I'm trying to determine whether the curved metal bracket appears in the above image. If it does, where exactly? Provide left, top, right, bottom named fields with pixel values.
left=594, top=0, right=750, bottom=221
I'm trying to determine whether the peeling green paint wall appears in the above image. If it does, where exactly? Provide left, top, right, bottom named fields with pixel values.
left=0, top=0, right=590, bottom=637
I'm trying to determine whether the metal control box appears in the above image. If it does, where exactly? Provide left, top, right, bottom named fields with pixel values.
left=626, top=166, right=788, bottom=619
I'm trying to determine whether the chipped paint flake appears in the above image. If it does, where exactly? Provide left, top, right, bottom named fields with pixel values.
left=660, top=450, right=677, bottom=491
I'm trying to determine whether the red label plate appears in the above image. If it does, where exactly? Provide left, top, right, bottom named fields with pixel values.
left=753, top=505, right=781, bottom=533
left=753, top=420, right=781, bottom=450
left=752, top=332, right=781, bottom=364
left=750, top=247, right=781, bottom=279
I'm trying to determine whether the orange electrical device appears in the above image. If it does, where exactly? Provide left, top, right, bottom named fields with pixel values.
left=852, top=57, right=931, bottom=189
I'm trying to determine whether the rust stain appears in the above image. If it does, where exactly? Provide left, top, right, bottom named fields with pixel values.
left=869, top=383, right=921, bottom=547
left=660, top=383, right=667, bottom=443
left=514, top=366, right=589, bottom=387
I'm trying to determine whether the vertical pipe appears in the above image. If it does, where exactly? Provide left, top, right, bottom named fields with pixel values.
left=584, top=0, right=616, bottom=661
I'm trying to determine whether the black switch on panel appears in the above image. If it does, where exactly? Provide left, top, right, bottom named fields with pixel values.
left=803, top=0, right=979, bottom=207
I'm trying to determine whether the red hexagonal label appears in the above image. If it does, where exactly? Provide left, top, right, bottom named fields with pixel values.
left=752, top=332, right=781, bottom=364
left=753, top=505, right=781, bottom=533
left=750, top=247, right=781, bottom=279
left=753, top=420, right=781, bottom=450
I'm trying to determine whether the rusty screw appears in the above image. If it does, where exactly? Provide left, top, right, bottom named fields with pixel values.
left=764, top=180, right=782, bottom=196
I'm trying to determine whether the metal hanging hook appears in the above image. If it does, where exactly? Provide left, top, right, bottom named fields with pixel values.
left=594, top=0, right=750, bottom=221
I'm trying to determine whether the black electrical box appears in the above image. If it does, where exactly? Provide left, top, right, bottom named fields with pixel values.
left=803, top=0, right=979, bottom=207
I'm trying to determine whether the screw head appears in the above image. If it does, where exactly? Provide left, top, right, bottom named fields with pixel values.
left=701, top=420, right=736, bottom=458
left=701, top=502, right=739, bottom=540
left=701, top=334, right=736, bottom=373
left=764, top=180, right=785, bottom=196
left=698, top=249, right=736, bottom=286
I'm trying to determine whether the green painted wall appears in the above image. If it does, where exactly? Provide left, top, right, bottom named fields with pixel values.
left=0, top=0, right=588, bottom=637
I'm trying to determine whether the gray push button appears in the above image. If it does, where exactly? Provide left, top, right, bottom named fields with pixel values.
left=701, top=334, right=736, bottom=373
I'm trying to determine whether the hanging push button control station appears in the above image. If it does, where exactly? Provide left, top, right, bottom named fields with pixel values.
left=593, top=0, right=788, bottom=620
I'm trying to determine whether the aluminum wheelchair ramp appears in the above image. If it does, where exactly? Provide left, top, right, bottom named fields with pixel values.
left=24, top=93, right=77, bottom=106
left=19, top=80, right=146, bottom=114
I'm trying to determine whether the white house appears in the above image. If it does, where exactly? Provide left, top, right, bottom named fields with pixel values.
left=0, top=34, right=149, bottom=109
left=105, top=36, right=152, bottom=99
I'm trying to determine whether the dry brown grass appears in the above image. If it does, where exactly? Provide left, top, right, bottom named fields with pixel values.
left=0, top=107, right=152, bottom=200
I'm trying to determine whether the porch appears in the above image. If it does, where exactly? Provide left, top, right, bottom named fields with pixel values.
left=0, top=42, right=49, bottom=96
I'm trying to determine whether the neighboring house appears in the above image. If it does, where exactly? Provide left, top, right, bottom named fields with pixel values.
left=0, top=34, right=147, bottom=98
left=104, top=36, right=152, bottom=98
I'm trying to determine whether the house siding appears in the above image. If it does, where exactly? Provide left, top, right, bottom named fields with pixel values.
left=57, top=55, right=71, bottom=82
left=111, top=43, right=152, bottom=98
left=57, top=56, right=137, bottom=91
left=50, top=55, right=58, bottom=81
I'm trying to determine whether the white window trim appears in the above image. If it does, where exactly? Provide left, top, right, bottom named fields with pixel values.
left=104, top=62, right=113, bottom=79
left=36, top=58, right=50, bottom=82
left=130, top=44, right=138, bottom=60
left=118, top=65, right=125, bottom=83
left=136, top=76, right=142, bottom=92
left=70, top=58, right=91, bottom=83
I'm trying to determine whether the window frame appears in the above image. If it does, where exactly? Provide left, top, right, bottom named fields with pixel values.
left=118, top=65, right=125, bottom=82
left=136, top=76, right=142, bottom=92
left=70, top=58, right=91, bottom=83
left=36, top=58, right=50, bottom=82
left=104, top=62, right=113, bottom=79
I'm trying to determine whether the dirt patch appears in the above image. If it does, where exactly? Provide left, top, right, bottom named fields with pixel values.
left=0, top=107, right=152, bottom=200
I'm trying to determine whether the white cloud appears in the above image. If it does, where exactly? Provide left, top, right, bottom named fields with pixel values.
....
▸ Objective: Return every line of the records above verbatim, with no changes, additions, or omissions.

▸ Answer to the problem:
I'm trying to determine whether the curved metal bracket appears in the above image. If it does, where exactly? Provide left, top, right, bottom named fields with pixel values.
left=594, top=0, right=750, bottom=221
I'm trying to determine whether the peeling green paint wall appears in the above image. If it does, where exactly? Provide left, top, right, bottom named fields with pixel values.
left=0, top=0, right=590, bottom=637
I'm trying to determine whether the metal control box appears in the above image. If it does, where exactly? Provide left, top, right, bottom named fields with pixel values.
left=626, top=166, right=788, bottom=619
I'm trying to determine whether the chipped paint flake appears in the above image. If it does, where exactly? Provide left, top, right, bottom named fields with pixel values.
left=660, top=450, right=677, bottom=491
I'm trying to determine whether the red label plate appears in the above image. If it does, where exactly? Provide left, top, right, bottom named fields with pixel values.
left=753, top=505, right=781, bottom=533
left=753, top=420, right=781, bottom=450
left=752, top=332, right=781, bottom=364
left=750, top=247, right=781, bottom=279
I'm trying to determine whether the orange electrical device appears in the above image. If it does, where exactly? Provide left, top, right, bottom named fields with pixel values.
left=852, top=57, right=931, bottom=189
I'm trying to determine whether the rust stain appears in the above image. If it does, where exactly? Provide left, top, right, bottom named fields with pixel values.
left=869, top=383, right=921, bottom=547
left=660, top=383, right=667, bottom=443
left=514, top=366, right=589, bottom=387
I'm trying to determine whether the vertical pipe appears in the above image. If it does, where exactly? Provide left, top, right, bottom named fields with pixel values.
left=584, top=0, right=616, bottom=661
I'm trying to determine whether the black switch on panel appears in the above image. If it does, where exactly? Provide left, top, right, bottom named fields with pixel values.
left=803, top=0, right=979, bottom=207
I'm trying to determine whether the red hexagonal label appears in the above image. If it does, where exactly? Provide left, top, right, bottom named fields with pixel values.
left=752, top=332, right=781, bottom=364
left=753, top=505, right=781, bottom=533
left=750, top=247, right=781, bottom=279
left=753, top=420, right=781, bottom=450
I'm trying to determine whether the rusty screw appears in the above image. If it does, where exactly? Provide left, top, right, bottom named fields with pixel values.
left=764, top=180, right=782, bottom=196
I'm trying to determine whether the metal hanging hook appears in the above image. If it does, where exactly? Provide left, top, right, bottom named fields with pixel values.
left=594, top=0, right=750, bottom=221
I'm trying to determine whether the black electrical box appears in the above image. If it does, where exactly? Provide left, top, right, bottom named fields with pixel values.
left=803, top=0, right=979, bottom=207
I'm trying to determine whether the screw head appears in the above image. If it does, where exactly? Provide left, top, right, bottom named fields with pixel values.
left=701, top=420, right=736, bottom=458
left=701, top=502, right=739, bottom=540
left=701, top=334, right=736, bottom=373
left=764, top=180, right=785, bottom=196
left=698, top=249, right=736, bottom=286
I'm trying to determine whether the green painted wall appears in the above image. If it does, where exactly? Provide left, top, right, bottom named fields with pixel values.
left=0, top=0, right=588, bottom=637
I'm trying to determine whether the gray push button appears in the above image. If it does, where exactly? Provide left, top, right, bottom named fields with pixel values.
left=701, top=334, right=736, bottom=373
I'm trying to determine whether the hanging push button control station appears in the above image. If it does, where exactly? Provide left, top, right, bottom named fields with pixel values.
left=593, top=0, right=788, bottom=620
I'm trying to determine whether the aluminum wheelchair ramp appears in the above image. If it does, where exactly? Provide left, top, right, bottom named fields with pixel values.
left=24, top=93, right=77, bottom=106
left=19, top=80, right=146, bottom=114
I'm trying to determine whether the white house appears in the above image. If it does, where exactly? Provide left, top, right, bottom named fields with pixel values.
left=0, top=34, right=149, bottom=109
left=105, top=36, right=152, bottom=99
I'm trying to determine whether the dry brown grass appears in the above image. If it does, where exactly? Provide left, top, right, bottom named fields with pixel values.
left=0, top=107, right=152, bottom=200
I'm trying to determine whether the porch appears in the above image. If it does, where exactly? Provide left, top, right, bottom named fields with pixel values.
left=0, top=42, right=49, bottom=96
I'm trying to determine whether the neighboring house appears in the above image. If it does, where exactly? Provide left, top, right, bottom named fields with pixel values.
left=0, top=34, right=147, bottom=98
left=104, top=36, right=152, bottom=98
I'm trying to determine whether the house siding appears in the above image. If it does, where exactly? Provide left, top, right, bottom named fields with pixel values.
left=57, top=55, right=71, bottom=82
left=111, top=43, right=152, bottom=98
left=57, top=56, right=137, bottom=91
left=50, top=55, right=58, bottom=81
I'm trying to determine whether the white window trim appears in the above image. If it does, where exactly? Provide left, top, right, bottom named fields with pixel values.
left=104, top=62, right=113, bottom=79
left=36, top=58, right=50, bottom=82
left=130, top=44, right=138, bottom=60
left=118, top=65, right=125, bottom=83
left=136, top=76, right=142, bottom=92
left=70, top=58, right=91, bottom=83
I'm trying to determine whether the window frame appears in the above image. If it does, where exactly? Provide left, top, right, bottom named fields with pixel values.
left=118, top=65, right=125, bottom=82
left=136, top=76, right=142, bottom=92
left=70, top=58, right=91, bottom=83
left=36, top=58, right=50, bottom=82
left=104, top=62, right=113, bottom=79
I'm trying to determine whether the dirt patch appears in the above image. If it does, where exactly? Provide left, top, right, bottom named fields with pixel values.
left=0, top=107, right=152, bottom=200
I'm trying to determine whether the white cloud appears in the above image. If it does, where exactly? Provide left, top, right, bottom named fields with pixel values.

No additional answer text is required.